_EXERCISE DESCRIPTION:_ Beginning at the line that holds "Target: door handle", restate each line exactly through the final line of the records. Include both of those lines.
□ □ □ □
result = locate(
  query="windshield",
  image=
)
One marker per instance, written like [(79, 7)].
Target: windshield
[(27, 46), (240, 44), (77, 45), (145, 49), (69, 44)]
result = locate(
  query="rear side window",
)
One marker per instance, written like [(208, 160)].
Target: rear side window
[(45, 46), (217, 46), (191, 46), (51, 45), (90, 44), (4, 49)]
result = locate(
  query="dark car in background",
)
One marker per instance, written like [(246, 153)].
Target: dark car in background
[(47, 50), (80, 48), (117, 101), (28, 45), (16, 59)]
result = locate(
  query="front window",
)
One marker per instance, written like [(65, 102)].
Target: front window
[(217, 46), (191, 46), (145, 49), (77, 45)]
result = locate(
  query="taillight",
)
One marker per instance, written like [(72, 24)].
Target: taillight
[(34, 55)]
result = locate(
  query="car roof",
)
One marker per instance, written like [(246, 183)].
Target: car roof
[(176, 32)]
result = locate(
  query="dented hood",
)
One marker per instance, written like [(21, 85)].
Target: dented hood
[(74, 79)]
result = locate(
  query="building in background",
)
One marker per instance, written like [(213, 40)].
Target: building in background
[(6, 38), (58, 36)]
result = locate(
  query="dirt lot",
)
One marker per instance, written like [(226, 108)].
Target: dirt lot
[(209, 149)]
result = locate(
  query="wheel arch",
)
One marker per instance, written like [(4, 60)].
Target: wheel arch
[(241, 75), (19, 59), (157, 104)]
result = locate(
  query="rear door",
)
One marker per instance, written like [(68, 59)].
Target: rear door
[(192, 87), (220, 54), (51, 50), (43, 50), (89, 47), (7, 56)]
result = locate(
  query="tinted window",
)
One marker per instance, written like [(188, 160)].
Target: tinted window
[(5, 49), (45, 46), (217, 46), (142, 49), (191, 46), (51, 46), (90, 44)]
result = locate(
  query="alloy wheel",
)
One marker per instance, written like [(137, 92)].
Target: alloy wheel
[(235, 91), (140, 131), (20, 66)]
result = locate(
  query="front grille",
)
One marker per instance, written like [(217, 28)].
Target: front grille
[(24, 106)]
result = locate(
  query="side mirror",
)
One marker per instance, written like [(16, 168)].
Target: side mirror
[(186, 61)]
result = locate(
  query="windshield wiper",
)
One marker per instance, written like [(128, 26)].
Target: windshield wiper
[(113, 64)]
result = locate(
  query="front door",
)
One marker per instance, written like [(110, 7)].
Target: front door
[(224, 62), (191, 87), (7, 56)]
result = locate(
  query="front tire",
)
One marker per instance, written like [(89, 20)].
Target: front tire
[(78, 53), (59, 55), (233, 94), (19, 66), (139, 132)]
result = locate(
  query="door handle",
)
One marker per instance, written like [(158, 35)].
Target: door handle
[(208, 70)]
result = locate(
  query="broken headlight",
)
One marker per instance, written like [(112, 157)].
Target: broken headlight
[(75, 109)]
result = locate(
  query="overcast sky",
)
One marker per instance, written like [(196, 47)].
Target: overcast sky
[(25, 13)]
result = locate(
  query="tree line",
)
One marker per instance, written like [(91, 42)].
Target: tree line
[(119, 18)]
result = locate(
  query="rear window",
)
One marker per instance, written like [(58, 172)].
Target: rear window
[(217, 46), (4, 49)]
□ □ □ □
_YOUR SOLUTION:_
Target: door handle
[(208, 70)]
result = locate(
  query="broken headlight",
)
One marker per instance, written like [(112, 157)].
Target: broken headlight
[(75, 109)]
result = locate(
  query="overcast sky",
)
One marker per instance, written like [(196, 47)].
Target: overcast sky
[(25, 13)]
result = locate(
  query="tree line",
)
One marker per instance, written like [(91, 42)].
Target: tree line
[(119, 18)]
result = locate(
  query="rear window",
)
One marker per instance, written like [(58, 172)].
Target: rear window
[(217, 46), (4, 49)]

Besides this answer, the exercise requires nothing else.